Write the records out again, exactly.

[Dataset entries]
+++++
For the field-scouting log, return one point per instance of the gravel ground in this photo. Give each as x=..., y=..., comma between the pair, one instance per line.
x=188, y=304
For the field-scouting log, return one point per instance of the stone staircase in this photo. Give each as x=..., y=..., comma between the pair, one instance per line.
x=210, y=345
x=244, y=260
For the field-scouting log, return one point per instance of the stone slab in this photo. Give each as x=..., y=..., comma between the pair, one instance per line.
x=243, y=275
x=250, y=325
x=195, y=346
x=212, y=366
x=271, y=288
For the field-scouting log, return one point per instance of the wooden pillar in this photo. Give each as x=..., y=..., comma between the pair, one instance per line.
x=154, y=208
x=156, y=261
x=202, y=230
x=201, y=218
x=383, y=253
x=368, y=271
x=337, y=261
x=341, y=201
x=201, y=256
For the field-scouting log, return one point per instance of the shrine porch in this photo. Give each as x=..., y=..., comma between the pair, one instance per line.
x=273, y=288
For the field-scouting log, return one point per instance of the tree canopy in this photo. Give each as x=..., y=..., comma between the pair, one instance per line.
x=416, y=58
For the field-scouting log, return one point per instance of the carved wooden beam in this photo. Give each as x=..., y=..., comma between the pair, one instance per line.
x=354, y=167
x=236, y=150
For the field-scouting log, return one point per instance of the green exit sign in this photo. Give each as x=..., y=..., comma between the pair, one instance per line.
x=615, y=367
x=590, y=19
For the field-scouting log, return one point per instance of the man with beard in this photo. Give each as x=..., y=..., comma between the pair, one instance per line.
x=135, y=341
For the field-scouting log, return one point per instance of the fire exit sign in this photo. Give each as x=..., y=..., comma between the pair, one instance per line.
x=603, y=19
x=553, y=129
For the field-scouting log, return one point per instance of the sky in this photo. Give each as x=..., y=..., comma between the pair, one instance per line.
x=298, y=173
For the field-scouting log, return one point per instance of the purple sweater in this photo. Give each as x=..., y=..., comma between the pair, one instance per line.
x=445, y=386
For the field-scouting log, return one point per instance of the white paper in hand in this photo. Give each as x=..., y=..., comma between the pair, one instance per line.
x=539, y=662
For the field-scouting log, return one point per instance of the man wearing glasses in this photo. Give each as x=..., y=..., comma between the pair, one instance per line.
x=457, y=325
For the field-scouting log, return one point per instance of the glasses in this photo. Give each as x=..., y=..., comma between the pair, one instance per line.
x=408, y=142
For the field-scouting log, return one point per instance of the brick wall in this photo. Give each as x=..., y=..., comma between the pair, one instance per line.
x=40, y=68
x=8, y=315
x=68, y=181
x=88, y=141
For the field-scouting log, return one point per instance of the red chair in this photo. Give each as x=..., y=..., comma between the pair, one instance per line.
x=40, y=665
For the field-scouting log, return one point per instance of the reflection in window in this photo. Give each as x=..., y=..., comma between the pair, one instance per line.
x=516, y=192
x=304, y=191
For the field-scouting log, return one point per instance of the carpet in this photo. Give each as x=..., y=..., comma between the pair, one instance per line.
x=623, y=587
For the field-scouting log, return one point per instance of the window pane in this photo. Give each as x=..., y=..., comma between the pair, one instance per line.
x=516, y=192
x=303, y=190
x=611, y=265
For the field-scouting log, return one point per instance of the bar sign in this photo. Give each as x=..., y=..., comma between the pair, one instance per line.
+++++
• Written answer:
For the field-scouting log, return one point per instance of the gravel ground in this photo. Give each as x=..., y=..., comma between the pair, one instance per line.
x=188, y=304
For the field-scouting log, return one point per instance of the stone staircase in this photo. Give each as x=..., y=..., comma between the pair, one instance per line.
x=210, y=345
x=244, y=260
For the field-scouting log, return one point per instance of the stone slab in this photo. Give each as x=..., y=..., comma between the pair, one instance per line.
x=243, y=275
x=250, y=325
x=195, y=346
x=212, y=366
x=271, y=288
For the field-scouting log, return one point per instance of the wooden pillar in this photo. Give each as x=..., y=..., comma between the pair, one instance per line.
x=154, y=208
x=156, y=261
x=202, y=230
x=201, y=218
x=383, y=253
x=368, y=271
x=337, y=261
x=341, y=201
x=201, y=256
For the field-scouting log, return one point per instance of the shrine porch in this photo. Give each as x=..., y=..., comma between the pair, one instance per line.
x=273, y=288
For the field-scouting log, return one point per instance of the tree canopy in this photo. Give each as x=..., y=..., comma between the pair, one instance per line.
x=416, y=58
For the field-scouting log, return one point per instance of the carved wooden beam in this photo. Give each as x=..., y=..., comma between the pair, one instance per line.
x=354, y=167
x=236, y=150
For the field-scouting log, return one point per instance of the green exit sign in this photo. Give each as x=..., y=..., comma between the pair, one instance per line.
x=615, y=367
x=590, y=19
For the field-scouting log, return one point per instance of the man with beard in this photo. Give each as x=..., y=..., comma between the pair, one instance per line.
x=135, y=341
For the field-scouting log, return one point per instance of the fire exit sign in this photo. Give each as x=..., y=..., comma between the pair, one instance per line.
x=603, y=19
x=553, y=129
For the field-scouting log, return one point per instance of the sky in this photo. Give each as x=..., y=..., comma between the pair, one instance per line.
x=298, y=173
For the field-scouting log, return one point per instance of the purple sweater in this photo. Give each as x=..., y=..., comma between the pair, one instance per line.
x=445, y=386
For the field-scouting log, return one point per instance of the white paper in hand in this photo. Give each as x=..., y=..., comma between the pair, one instance per line.
x=539, y=662
For the field-scouting log, return one point per instance of the man wearing glasses in this photo. Give each as x=..., y=..., comma between the pair, one instance per line.
x=457, y=325
For the field-scouting log, return one point per instance of the glasses in this photo. Give each as x=..., y=..., comma between the pair, one instance per line.
x=408, y=142
For the field-scouting log, return one point per instance of the brick wall in this photo. Give each as x=..., y=..., comma between the pair, one instance per line.
x=40, y=68
x=8, y=315
x=68, y=181
x=88, y=141
For the field-scouting log, return one point per instance of the red chair in this photo. Give each as x=..., y=..., comma between the pair, one instance per line.
x=40, y=665
For the field-scouting log, return one point per instance of the reflection in window in this photo. Give each as x=..., y=..., comma between the pair, one instance per line.
x=516, y=192
x=304, y=191
For the field-scouting log, return one point per instance of the carpet in this photo. Give each as x=..., y=..., comma between the pair, one instance per line.
x=623, y=587
For the field-scouting log, return one point per instance of the window pane in this photo. Give each as x=..., y=..., comma between the pair, one instance per line.
x=516, y=192
x=303, y=190
x=611, y=265
For the field-scouting log, return one point per instance of the bar sign in this photo. Give each as x=..., y=..., comma between the pair, one instance per line.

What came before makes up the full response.